A faithful copy of all the records is needed, with the pictures omitted.

Segment Start: Record extracts

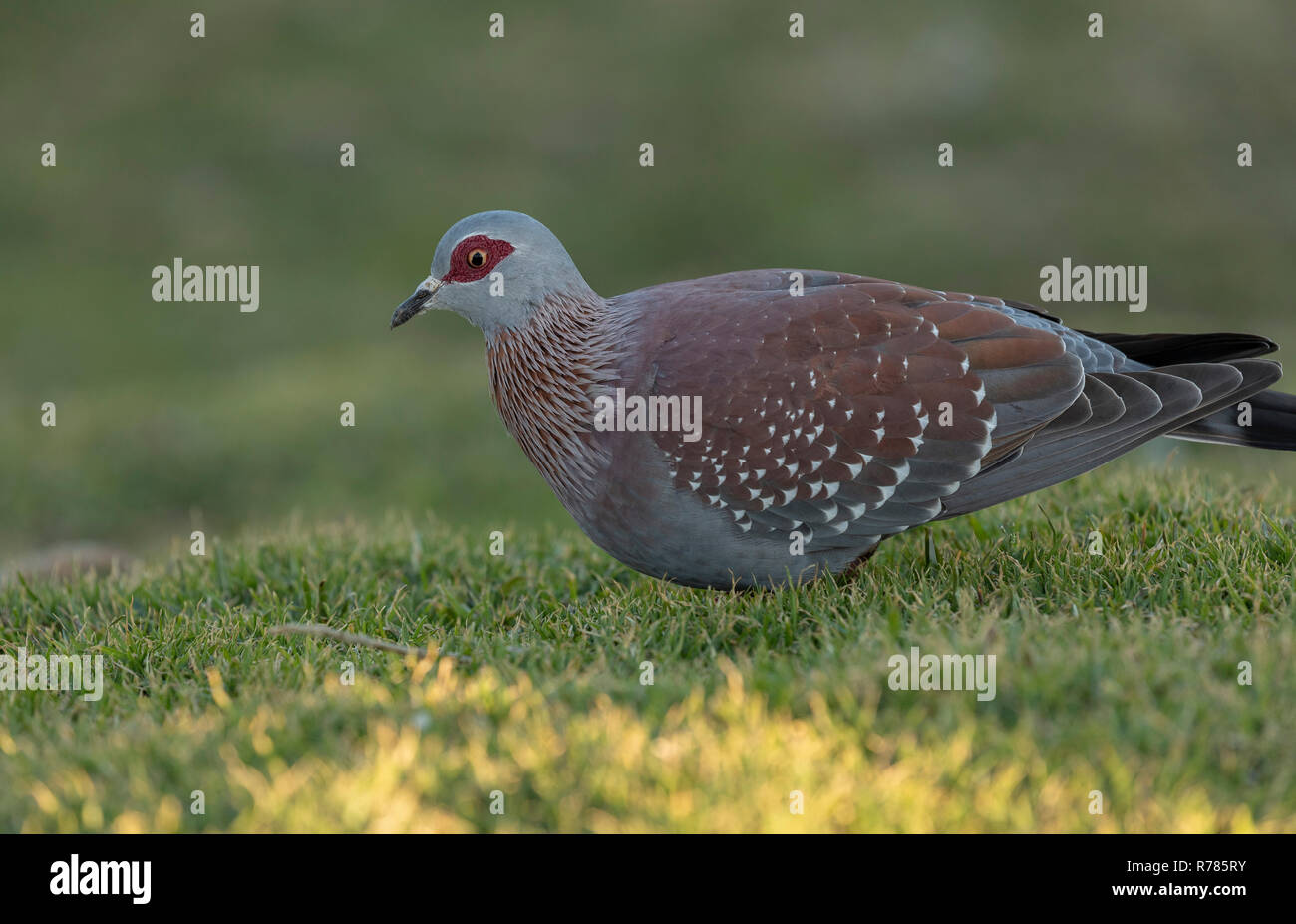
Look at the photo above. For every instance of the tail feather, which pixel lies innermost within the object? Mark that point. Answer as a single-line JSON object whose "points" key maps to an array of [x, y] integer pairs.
{"points": [[1169, 349], [1265, 419]]}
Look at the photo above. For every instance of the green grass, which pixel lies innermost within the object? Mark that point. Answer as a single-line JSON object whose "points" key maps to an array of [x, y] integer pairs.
{"points": [[1116, 673]]}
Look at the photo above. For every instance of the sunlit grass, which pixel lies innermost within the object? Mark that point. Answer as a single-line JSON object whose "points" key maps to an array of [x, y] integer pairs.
{"points": [[1116, 673]]}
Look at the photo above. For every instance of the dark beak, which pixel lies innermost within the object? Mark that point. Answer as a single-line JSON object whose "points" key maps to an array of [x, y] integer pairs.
{"points": [[415, 305]]}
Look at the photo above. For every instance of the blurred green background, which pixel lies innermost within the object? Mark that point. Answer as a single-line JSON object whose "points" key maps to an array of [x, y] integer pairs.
{"points": [[816, 152]]}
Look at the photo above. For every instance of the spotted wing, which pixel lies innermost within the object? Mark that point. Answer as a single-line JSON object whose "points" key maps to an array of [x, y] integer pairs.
{"points": [[847, 413]]}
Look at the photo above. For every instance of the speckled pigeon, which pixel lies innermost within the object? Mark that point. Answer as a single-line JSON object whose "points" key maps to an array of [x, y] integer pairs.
{"points": [[834, 410]]}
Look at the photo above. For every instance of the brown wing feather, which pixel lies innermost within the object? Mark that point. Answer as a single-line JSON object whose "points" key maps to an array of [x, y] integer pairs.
{"points": [[850, 411]]}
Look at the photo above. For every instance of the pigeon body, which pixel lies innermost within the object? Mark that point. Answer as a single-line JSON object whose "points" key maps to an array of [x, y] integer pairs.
{"points": [[834, 410]]}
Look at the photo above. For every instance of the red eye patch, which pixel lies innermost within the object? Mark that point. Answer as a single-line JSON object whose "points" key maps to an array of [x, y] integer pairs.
{"points": [[465, 266]]}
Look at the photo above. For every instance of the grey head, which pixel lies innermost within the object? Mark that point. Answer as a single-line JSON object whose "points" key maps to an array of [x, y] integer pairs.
{"points": [[495, 268]]}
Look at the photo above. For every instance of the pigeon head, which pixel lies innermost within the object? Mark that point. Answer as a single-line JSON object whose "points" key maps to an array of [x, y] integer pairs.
{"points": [[495, 268]]}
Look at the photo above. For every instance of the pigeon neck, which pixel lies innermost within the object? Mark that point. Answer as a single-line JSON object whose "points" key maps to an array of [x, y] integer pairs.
{"points": [[543, 377]]}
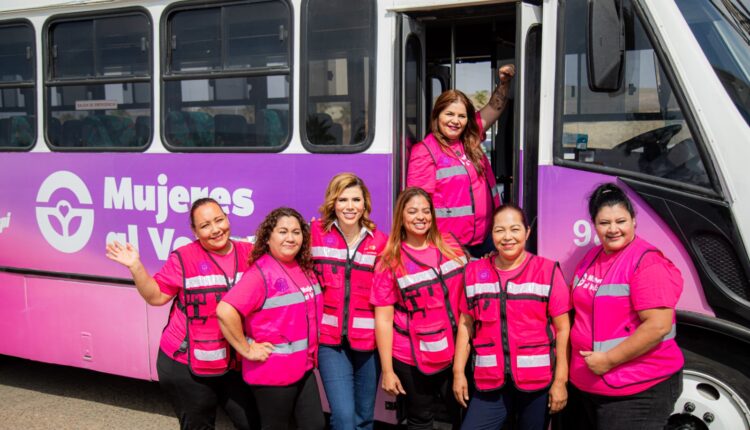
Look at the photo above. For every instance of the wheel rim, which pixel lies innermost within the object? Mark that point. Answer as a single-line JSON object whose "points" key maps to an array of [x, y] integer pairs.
{"points": [[707, 402]]}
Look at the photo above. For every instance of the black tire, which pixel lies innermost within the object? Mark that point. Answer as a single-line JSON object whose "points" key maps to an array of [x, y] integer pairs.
{"points": [[714, 396]]}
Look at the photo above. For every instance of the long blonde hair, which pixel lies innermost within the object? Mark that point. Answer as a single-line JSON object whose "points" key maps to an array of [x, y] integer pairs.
{"points": [[470, 136], [391, 255], [336, 187]]}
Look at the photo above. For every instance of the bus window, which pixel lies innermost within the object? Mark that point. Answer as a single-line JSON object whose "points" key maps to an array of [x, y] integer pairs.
{"points": [[98, 86], [640, 128], [17, 86], [226, 78], [338, 98]]}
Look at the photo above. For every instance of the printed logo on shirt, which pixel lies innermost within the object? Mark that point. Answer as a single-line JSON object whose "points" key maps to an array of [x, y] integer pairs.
{"points": [[281, 285], [308, 291], [589, 282]]}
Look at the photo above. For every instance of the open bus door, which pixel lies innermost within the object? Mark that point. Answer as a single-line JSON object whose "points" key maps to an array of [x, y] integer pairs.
{"points": [[527, 104], [410, 94]]}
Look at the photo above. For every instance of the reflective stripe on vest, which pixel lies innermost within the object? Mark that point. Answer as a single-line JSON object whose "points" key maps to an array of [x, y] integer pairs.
{"points": [[606, 345], [287, 348], [477, 289], [454, 212], [434, 346], [485, 360], [528, 288], [208, 281], [541, 360], [210, 355], [447, 172], [407, 281]]}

Segment End: Record extracts

- Written answer:
Look at the photo above. For every instance of the tail feather, which pixel lies innermost within the object? Mark that point. Answer as a single-line JSON object whose "points" key maps to an array of [x, y] integer pairs.
{"points": [[1169, 349], [1265, 419]]}
Look at the photo above. For every instance of the green grass, which pixel lies innermost within the object? Mark that point. Answer as a single-line JSON object whose "points" key maps to an array of [x, y] integer pairs.
{"points": [[1116, 673]]}
Look at the photo above. For every instance of the sunlit grass, which pixel lies innermost within the object? Mark that point. Answer as a single-line JSON object whose "points" key maps to an array of [x, y] integer pairs.
{"points": [[1116, 673]]}
Look at the photo above. For every instance of the dark beak, which pixel lies innermost within the object? Mark that point. Answer as a single-line JSON object whose "points" key maps to an array of [x, y] integer pairs.
{"points": [[415, 305]]}
Look at the photo above. For every instance of the blurred green background, which pixel lies innermost within the object? Mark that point. Answer as a single-line JSON object whose "points" key maps to an array of [x, y] integer pairs.
{"points": [[816, 152]]}
Look at the photo above. For every instance of the spotted wing, which pixel lies innermost within the object? Mark that point. Answer as a single-line JSON object whose "points" key maps to an array of [x, y] integer pairs.
{"points": [[847, 413]]}
Look at the photo above. For every instance of the speckled pigeon, which pixel lies innermost within the object? Mark that point. Answer as a single-line JSON object whose "points" key maps to an array of [x, y] integer pairs.
{"points": [[834, 410]]}
Look at the photo above. For every instance of the brown wing feather, which pixel lies innermost within the object? Mark that point. Answer as a single-line JSON object whose "points" key maps to an array of [x, y] integer pairs.
{"points": [[850, 411]]}
Look at the photo above. For every instance of the pigeon body, which pixel lies innermost within the object? Mark that point. Answer as a single-line JSON object whose "points" key maps to an array of [x, y] integer pairs.
{"points": [[834, 410]]}
Look at the photo above. For every instance of the red eye patch, which pixel lies innermost within the object? Mark that point. Answer as a single-line JSON object whose "points" key maps to an array of [x, y] integer pairs.
{"points": [[465, 266]]}
Look at the photo above. For every instance of the grey head, which pixel lies innermost within the object? Mark that point. Answer as a single-line JSON object whose "points" key maps to an array of [x, y] integer pairs.
{"points": [[495, 268]]}
Look at the photo above. For every instance of the pigeon head, which pixel lies innermost within the object? Mark that point. Answer as a single-line JSON object whose "points" key maps to an array of [x, y] integer pairs.
{"points": [[495, 268]]}
Look at the photo above. For every instance of the pigeon neck, which pixel lies innermost within the object? Mark that point. Answer as a single-line JSON object whose "points" key maps to an array of [x, y] integer pairs.
{"points": [[543, 377]]}
Look at the photo above. For every instance of the wheel rim, which pixel lies innermost within the object? Mark that point. Answer as a single-line JSON object whose "points" key maps to an array of [x, y] integer pairs.
{"points": [[707, 402]]}
Look at the photo above. For every instance of the black tire, which pixel lies innermost within the object? Mark that point. Answer as a single-line JSON object whose "points" key maps to an array of [x, y] integer pairs.
{"points": [[714, 396]]}
Look at the photo above. For every instance of the long blonde hair, which pixel lies innermost within the object? Mark that point. Answer as a single-line JSON object whose "points" key maps to an array of [x, y] integer pairs.
{"points": [[470, 136], [391, 255], [336, 187]]}
Look at the photo above. For every instance of the bus window, which pixel lies innermost within the object? Mark that point. Answer as a single-line JSON object whose "points" key maps to an array of [x, y] integer pairs.
{"points": [[98, 86], [640, 128], [17, 86], [226, 78], [338, 98]]}
Look at the photo above. For every instance of the printed logo on shirt, which pixel lies innermost within the object? Mark that point. Answer as a single-line JSON object whose "points" key maps to an array of [x, y] integer pairs.
{"points": [[281, 285], [308, 291], [589, 282]]}
Look at the photo above. For every instance of the open bus door, which pixel lies innermost within the object? Mark that point. Answer as a single-line JSON object whose "points" key maps to an array of [x, y] integer pairs.
{"points": [[527, 104], [410, 94]]}
Look at the photo above. For every instance of the reflective stripe on vest, which pixel lies innermost within the object? Mark that point. Answer as a single-line JSON object whose "points" key maps to an array of [x, y] integer pairs.
{"points": [[606, 345], [287, 348], [477, 289], [454, 212], [434, 346], [485, 360], [528, 288], [208, 281], [541, 360], [210, 355], [447, 172], [407, 281]]}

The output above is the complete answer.